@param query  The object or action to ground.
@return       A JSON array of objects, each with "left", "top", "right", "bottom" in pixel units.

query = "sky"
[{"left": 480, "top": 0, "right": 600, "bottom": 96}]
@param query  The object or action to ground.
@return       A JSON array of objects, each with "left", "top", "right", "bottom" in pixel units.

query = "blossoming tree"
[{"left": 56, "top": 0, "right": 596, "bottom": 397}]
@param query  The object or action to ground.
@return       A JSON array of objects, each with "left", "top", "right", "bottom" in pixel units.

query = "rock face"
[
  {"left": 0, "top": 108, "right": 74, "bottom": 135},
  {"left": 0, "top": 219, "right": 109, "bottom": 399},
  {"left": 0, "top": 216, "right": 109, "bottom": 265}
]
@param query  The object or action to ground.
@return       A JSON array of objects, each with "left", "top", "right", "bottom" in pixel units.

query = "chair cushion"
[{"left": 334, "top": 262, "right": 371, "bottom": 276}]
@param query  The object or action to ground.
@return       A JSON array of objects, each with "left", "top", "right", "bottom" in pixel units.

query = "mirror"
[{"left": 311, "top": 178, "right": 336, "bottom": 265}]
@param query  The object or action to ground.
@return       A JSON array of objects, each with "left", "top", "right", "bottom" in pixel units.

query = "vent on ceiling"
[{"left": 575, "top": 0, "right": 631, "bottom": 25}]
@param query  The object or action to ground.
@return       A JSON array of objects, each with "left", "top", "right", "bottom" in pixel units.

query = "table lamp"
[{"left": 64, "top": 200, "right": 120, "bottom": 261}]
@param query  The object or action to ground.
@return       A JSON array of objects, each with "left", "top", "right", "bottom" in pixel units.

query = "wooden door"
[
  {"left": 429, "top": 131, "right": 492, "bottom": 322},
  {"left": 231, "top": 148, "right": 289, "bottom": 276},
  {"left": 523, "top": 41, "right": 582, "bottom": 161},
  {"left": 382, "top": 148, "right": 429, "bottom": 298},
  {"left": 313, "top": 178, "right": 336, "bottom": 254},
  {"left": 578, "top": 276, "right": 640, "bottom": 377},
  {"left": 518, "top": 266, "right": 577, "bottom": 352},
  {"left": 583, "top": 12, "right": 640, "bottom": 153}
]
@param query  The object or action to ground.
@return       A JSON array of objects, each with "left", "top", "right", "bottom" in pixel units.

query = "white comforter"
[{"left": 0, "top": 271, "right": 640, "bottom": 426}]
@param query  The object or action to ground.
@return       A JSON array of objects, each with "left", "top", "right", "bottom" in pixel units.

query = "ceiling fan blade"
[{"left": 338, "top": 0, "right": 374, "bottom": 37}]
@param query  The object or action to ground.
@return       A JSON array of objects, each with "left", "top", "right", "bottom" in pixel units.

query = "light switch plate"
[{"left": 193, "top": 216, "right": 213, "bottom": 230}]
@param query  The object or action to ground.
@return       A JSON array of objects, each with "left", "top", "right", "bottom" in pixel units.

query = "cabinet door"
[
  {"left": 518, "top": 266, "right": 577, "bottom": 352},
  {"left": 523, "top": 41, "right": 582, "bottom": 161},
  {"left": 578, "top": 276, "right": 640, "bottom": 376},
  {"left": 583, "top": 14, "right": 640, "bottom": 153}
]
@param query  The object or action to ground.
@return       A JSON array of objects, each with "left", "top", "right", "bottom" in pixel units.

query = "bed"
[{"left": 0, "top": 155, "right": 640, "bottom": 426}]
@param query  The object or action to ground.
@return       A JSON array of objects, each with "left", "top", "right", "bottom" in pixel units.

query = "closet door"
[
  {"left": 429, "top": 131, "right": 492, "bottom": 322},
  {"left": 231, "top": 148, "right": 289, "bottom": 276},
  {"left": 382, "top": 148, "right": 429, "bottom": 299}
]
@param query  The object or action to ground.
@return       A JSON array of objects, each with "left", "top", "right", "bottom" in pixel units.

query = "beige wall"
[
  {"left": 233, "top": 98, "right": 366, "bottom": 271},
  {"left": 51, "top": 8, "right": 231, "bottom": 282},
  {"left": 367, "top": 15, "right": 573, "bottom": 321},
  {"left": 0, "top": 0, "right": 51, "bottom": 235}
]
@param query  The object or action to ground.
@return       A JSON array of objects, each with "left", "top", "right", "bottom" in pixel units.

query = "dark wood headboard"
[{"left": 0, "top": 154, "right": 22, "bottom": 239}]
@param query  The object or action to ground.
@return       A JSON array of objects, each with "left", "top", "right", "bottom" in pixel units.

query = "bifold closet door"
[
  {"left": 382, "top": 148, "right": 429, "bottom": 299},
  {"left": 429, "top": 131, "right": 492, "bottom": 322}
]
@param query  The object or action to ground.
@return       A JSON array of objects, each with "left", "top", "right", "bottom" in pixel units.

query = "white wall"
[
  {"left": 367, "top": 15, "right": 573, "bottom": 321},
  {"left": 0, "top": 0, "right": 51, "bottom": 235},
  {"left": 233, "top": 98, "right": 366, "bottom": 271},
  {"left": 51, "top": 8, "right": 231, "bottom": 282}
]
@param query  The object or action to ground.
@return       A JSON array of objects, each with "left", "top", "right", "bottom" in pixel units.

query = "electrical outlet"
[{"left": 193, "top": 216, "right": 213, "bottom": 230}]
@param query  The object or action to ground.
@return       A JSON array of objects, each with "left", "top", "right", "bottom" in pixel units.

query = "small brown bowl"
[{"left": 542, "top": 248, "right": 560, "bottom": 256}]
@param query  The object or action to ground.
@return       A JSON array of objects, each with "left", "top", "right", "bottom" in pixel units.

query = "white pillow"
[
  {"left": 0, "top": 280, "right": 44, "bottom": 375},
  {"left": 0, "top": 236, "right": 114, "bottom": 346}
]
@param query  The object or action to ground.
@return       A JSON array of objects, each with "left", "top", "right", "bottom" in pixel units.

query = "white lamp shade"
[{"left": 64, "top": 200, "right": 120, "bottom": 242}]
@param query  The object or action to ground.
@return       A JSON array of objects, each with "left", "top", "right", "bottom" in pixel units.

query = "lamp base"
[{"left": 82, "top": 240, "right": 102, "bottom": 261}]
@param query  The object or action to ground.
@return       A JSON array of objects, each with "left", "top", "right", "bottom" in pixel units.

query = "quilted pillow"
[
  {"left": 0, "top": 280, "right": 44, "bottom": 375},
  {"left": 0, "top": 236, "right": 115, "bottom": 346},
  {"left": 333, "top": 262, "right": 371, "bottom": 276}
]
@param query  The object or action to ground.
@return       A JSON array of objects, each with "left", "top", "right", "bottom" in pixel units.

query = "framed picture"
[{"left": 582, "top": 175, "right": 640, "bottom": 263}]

---

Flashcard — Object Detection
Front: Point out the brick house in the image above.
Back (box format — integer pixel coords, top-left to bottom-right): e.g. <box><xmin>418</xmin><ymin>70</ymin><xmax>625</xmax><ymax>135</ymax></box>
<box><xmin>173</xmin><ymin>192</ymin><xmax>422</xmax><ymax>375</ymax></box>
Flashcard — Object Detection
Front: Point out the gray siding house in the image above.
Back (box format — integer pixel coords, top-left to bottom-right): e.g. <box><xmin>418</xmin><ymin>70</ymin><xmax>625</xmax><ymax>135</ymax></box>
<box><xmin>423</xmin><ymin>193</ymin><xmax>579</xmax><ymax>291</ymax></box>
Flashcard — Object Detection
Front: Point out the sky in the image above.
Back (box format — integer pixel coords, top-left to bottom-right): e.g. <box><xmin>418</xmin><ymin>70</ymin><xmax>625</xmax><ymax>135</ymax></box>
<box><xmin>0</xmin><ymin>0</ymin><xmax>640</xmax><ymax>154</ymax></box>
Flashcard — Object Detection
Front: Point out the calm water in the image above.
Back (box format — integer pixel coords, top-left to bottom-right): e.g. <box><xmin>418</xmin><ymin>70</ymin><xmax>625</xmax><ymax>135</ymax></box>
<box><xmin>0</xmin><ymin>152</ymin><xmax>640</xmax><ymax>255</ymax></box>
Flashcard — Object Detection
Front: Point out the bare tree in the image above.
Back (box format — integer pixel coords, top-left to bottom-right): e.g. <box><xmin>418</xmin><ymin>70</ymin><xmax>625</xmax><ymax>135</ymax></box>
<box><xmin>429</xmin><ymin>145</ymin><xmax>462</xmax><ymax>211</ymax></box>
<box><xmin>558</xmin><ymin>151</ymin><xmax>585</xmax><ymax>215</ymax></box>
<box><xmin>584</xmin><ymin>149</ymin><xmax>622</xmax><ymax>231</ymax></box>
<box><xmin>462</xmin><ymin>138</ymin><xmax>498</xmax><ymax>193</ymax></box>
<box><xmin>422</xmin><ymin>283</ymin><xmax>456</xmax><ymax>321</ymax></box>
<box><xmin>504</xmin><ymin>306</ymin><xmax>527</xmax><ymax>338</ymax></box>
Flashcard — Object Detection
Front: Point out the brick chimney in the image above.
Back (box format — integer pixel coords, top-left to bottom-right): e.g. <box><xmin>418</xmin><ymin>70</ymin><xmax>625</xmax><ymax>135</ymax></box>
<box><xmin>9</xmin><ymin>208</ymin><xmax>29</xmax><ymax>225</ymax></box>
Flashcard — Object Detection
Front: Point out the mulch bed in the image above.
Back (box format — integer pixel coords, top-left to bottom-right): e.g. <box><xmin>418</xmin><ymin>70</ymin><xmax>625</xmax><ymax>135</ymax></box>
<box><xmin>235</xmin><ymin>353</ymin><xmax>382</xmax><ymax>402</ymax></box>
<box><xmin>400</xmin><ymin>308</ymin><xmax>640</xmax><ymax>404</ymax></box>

--

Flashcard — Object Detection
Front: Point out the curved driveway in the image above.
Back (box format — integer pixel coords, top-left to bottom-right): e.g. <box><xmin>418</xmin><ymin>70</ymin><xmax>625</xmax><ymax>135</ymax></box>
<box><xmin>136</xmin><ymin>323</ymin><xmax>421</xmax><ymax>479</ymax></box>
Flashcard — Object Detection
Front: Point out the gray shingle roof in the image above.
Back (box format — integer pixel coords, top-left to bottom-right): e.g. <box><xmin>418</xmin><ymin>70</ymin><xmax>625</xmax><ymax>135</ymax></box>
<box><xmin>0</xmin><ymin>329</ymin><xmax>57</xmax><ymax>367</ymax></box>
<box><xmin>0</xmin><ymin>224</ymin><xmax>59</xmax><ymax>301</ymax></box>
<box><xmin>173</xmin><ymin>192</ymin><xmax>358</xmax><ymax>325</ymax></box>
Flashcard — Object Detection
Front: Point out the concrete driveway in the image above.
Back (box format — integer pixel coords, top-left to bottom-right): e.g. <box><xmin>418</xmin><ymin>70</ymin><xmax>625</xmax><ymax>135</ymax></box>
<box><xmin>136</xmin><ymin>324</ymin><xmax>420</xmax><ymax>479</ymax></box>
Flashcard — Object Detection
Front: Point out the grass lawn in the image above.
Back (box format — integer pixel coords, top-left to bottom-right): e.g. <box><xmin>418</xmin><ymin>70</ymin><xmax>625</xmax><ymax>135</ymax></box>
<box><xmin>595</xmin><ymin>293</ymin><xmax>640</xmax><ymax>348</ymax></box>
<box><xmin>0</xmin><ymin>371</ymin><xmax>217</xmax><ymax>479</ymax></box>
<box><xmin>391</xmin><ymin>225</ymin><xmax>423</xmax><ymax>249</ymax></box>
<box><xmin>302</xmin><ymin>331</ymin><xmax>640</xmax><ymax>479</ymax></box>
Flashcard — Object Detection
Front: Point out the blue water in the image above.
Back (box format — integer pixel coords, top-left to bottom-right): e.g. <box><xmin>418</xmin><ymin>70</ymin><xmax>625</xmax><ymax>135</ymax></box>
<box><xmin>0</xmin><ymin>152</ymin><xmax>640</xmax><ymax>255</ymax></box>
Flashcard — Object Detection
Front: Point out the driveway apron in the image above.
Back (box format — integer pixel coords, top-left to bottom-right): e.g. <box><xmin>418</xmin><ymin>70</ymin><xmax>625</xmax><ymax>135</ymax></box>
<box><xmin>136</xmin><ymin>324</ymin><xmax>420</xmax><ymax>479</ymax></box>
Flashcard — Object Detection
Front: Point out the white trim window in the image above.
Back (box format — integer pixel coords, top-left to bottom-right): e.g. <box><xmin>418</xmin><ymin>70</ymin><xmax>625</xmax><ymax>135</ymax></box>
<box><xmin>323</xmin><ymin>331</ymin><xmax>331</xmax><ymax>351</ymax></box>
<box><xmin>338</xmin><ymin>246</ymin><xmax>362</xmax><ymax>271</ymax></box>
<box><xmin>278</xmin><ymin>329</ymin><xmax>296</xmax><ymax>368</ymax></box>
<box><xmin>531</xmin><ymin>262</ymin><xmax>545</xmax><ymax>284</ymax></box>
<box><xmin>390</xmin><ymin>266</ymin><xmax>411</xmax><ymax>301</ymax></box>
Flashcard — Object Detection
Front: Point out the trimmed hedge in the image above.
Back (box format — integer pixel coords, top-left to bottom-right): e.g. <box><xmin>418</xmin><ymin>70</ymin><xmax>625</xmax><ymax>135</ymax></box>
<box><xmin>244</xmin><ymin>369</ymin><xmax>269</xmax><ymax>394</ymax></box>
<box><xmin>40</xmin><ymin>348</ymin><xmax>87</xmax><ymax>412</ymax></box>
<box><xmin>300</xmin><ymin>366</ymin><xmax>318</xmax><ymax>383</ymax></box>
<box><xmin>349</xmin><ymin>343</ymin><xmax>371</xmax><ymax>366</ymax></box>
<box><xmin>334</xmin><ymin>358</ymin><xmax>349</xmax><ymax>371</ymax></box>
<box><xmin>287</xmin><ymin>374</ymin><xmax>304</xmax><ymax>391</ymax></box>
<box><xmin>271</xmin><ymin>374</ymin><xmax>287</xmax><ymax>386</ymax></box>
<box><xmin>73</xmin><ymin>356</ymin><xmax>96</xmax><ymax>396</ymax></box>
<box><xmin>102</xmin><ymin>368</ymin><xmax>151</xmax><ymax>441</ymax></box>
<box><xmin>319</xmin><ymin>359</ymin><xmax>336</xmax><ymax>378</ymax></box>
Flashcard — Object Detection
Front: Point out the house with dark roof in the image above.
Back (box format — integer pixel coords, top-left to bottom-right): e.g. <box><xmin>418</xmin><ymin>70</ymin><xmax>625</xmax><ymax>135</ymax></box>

> **Your objective**: Which lines in the records above contain the string "lamp"? Pull out each one and copy it whole.

> **Solution to the problem**:
query = "table lamp"
query = "white lamp shade"
query = "lamp base"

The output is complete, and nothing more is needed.